Edit these lines from the very first one through the line containing "146L62 141L51 152H25V159L33", changing every "rough mask" to "coarse mask" and leaving everything else as it is. Leave the pictures out of your answer.
Supplied data START
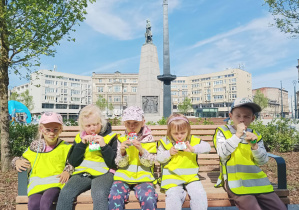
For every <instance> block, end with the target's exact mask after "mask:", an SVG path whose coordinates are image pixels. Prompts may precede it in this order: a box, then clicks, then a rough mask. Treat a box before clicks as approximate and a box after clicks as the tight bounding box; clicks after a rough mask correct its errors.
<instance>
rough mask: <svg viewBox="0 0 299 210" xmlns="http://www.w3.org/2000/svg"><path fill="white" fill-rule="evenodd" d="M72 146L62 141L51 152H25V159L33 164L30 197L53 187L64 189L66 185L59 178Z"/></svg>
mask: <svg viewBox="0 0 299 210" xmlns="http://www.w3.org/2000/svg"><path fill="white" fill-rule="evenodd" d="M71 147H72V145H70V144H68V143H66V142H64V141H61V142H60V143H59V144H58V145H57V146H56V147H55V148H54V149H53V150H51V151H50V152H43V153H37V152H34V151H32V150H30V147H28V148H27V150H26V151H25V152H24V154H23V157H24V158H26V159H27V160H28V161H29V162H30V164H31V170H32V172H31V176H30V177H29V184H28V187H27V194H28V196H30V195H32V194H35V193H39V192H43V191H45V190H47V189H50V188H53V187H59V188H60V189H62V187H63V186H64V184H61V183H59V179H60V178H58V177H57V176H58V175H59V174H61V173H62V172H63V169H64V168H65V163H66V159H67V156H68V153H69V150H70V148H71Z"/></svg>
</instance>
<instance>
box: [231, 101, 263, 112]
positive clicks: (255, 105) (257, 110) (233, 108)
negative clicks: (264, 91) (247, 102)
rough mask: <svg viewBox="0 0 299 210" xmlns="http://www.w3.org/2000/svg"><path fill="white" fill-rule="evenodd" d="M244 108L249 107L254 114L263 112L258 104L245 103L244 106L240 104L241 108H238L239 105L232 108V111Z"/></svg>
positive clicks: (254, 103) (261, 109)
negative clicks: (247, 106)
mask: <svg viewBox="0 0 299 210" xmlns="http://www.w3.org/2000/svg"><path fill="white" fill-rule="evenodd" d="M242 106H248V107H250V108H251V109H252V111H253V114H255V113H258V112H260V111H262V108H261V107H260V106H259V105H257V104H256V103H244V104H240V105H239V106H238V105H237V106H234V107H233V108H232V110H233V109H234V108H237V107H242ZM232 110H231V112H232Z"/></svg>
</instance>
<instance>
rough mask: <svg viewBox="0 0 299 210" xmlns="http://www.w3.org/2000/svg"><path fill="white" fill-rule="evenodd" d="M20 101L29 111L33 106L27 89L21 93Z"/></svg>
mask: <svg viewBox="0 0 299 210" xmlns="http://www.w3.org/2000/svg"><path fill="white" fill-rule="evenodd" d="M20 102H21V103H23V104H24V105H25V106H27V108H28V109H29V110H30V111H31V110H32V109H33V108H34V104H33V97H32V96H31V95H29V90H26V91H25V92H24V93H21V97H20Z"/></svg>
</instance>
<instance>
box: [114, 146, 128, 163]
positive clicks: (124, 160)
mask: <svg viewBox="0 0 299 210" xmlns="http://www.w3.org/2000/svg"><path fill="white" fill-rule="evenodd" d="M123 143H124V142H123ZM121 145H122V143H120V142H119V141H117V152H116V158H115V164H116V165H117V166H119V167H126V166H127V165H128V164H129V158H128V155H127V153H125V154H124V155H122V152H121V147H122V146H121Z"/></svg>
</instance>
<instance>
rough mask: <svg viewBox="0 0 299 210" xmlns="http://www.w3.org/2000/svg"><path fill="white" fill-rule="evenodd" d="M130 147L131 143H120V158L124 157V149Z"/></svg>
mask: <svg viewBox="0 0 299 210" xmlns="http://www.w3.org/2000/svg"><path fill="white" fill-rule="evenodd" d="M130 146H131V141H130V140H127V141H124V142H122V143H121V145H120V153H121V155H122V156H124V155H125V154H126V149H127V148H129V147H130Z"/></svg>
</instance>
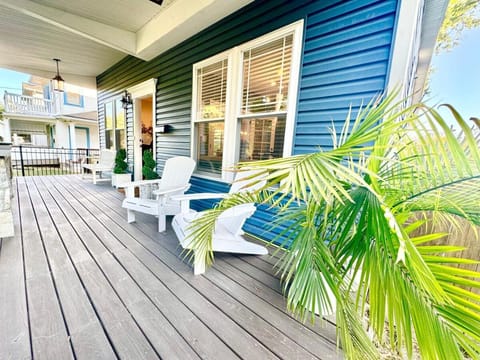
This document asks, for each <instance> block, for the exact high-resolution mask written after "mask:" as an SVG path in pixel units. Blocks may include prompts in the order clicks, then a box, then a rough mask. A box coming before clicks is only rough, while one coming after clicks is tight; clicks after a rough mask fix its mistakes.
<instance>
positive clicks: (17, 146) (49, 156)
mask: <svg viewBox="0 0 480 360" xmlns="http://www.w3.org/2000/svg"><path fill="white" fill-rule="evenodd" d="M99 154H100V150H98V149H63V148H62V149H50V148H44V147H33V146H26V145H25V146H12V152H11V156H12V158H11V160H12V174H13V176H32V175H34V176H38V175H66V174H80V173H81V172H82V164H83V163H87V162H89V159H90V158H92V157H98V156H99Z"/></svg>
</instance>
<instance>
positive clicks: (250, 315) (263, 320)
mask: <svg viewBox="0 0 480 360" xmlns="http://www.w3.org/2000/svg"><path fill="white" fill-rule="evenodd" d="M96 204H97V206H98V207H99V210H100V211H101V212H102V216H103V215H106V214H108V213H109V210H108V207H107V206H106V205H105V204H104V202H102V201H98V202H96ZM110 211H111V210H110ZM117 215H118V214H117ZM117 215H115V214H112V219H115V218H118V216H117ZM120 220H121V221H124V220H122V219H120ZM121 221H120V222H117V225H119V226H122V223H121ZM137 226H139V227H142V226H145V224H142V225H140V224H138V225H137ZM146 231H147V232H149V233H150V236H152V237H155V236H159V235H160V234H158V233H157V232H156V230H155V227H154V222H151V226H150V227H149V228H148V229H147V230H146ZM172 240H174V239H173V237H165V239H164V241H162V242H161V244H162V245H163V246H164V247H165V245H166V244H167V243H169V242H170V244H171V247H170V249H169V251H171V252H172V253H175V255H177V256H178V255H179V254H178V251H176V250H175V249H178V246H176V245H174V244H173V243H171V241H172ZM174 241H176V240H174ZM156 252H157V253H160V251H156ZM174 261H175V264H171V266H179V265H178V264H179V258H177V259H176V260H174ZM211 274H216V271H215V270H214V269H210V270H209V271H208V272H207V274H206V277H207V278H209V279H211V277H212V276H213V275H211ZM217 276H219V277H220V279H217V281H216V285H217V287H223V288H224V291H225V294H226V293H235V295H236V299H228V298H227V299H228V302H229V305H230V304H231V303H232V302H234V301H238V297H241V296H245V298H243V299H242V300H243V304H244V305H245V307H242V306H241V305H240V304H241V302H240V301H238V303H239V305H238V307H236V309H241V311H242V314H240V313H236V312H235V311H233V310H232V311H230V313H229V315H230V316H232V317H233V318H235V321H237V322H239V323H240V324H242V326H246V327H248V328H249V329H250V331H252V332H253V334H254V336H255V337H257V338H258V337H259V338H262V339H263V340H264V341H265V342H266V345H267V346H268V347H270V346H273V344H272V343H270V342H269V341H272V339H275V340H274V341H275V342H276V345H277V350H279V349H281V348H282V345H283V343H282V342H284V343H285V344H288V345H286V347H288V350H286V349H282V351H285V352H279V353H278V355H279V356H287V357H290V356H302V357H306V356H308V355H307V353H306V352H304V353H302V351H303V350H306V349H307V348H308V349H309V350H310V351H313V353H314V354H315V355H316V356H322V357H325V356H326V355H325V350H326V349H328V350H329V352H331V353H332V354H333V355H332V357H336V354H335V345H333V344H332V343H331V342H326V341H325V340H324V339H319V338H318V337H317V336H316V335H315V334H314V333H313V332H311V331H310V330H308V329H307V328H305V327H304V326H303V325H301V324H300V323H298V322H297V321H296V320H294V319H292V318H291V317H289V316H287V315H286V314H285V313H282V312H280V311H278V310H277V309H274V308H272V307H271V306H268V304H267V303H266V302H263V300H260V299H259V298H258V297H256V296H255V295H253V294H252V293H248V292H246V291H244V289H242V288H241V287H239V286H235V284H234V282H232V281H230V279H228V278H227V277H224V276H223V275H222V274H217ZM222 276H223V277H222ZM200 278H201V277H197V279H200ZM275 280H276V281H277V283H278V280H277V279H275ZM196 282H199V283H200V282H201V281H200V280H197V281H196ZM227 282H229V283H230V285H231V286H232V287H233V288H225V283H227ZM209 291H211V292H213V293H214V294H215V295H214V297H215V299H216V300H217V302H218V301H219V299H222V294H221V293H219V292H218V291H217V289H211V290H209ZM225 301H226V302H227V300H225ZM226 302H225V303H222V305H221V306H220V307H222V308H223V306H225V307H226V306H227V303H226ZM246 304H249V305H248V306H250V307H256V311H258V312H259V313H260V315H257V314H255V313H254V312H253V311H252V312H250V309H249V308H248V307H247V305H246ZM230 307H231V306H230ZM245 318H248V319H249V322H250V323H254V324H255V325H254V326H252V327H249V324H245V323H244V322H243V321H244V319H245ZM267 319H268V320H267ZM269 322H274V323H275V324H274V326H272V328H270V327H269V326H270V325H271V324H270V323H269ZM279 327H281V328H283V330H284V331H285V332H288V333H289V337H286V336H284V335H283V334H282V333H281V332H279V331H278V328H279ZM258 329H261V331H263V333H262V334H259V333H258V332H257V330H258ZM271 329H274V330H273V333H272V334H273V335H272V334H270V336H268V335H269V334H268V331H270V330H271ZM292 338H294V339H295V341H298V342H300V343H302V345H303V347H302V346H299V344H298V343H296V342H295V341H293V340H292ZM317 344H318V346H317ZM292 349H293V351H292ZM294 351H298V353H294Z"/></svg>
Supplied data END
Task solution ▸
For every <instance> block, end with the target's exact mask after "mask:", an SVG path whose coordinates are image pixels. Prompts may precede it in this order: a box, then clicks, then a coarse mask. Treat a box before clicks as approximate and a box after clicks as the tight bounding box; clicks after a coarse mask correct its errors.
<instance>
coarse mask: <svg viewBox="0 0 299 210" xmlns="http://www.w3.org/2000/svg"><path fill="white" fill-rule="evenodd" d="M72 146L62 141L51 152H25V159L33 164L30 197L53 187L64 189L66 185L59 178Z"/></svg>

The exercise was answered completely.